§ **The problem**
Please reproduce the part of the records that opens with the line containing "Indicate one point per instance of the log wall" and closes with the line containing "Indicate one point per instance of the window sill", swapping "blue plastic chair" for "green plastic chair" and keeping everything else unchanged. Return only those lines.

□ □ □

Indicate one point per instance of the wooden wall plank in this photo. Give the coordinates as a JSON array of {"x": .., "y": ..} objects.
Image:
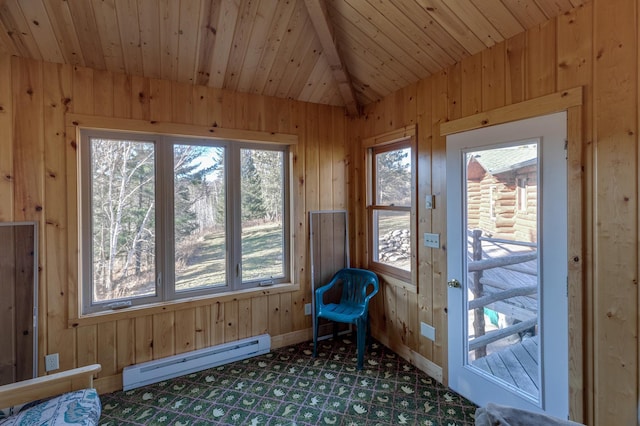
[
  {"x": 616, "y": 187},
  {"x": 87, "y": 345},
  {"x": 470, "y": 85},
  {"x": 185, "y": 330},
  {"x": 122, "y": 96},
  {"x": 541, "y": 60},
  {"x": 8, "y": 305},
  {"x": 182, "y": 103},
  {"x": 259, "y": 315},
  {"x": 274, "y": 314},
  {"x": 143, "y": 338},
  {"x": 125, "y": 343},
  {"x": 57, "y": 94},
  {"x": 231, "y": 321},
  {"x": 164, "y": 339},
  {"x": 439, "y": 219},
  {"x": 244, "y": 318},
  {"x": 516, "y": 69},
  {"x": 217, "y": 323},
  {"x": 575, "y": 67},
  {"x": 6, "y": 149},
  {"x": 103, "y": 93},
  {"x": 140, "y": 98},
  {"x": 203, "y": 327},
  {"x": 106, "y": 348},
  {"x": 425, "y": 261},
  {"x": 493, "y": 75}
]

□ □ □

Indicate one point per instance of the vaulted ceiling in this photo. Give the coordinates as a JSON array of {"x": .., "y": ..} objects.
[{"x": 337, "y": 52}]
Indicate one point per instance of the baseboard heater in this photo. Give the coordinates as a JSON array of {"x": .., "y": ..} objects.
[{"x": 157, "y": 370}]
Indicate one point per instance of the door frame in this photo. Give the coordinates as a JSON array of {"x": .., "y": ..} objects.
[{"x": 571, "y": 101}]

□ □ □

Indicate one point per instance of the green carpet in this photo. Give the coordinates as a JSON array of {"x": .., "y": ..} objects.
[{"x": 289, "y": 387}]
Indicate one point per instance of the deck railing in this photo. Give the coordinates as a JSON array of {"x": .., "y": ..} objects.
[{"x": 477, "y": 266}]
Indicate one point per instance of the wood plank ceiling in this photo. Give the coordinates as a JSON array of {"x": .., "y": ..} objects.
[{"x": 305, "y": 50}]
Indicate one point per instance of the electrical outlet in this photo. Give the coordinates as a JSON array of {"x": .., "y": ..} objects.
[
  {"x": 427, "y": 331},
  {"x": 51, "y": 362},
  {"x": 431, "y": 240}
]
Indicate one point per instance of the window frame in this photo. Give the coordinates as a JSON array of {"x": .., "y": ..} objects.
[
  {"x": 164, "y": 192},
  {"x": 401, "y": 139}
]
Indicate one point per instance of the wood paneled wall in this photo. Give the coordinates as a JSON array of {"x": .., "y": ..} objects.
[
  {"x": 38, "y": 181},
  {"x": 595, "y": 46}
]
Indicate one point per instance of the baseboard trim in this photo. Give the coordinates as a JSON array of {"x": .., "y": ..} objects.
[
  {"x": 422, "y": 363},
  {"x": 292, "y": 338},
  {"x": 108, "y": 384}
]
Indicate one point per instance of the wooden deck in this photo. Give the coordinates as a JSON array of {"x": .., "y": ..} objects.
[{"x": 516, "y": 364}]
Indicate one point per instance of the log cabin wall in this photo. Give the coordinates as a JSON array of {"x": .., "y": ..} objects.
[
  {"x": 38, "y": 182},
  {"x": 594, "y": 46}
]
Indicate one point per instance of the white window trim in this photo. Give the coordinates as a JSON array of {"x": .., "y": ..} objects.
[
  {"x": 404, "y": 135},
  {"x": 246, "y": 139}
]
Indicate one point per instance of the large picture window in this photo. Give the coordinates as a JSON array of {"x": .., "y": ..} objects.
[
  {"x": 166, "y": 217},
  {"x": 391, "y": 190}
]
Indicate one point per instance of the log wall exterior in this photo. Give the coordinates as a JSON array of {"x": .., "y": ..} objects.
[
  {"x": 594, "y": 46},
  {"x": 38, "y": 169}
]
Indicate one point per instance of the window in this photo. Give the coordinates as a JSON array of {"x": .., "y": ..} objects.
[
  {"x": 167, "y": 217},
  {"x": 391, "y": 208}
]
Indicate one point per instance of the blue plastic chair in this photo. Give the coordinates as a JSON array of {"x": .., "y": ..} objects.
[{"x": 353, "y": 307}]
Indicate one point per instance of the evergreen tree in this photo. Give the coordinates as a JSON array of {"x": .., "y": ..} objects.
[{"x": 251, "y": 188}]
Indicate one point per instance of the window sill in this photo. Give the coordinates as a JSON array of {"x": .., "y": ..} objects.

□ □ □

§ **In response**
Indicate one point per instance of the log wall exterior in this photo. Give the coordinates as a JSON array of {"x": .., "y": ..} objects.
[
  {"x": 594, "y": 46},
  {"x": 38, "y": 169}
]
Indicate one point per instance of the window in this photo. Give the coordinates as a JSON array of {"x": .., "y": ..} objects.
[
  {"x": 167, "y": 217},
  {"x": 391, "y": 208}
]
Indicate one point per instance of the green plastic chair in this photo. Give the coordinates as a JSON array of {"x": .., "y": ..} objects.
[{"x": 353, "y": 307}]
Indicate one point per instance of the evergreen tree in this photo. Give the coordinates as a JSON array of {"x": .., "y": ..} objects.
[{"x": 251, "y": 188}]
Indicate one point per instance of the window sill in this photo. Give the coordinates as a JSON array of {"x": .., "y": ..} objects.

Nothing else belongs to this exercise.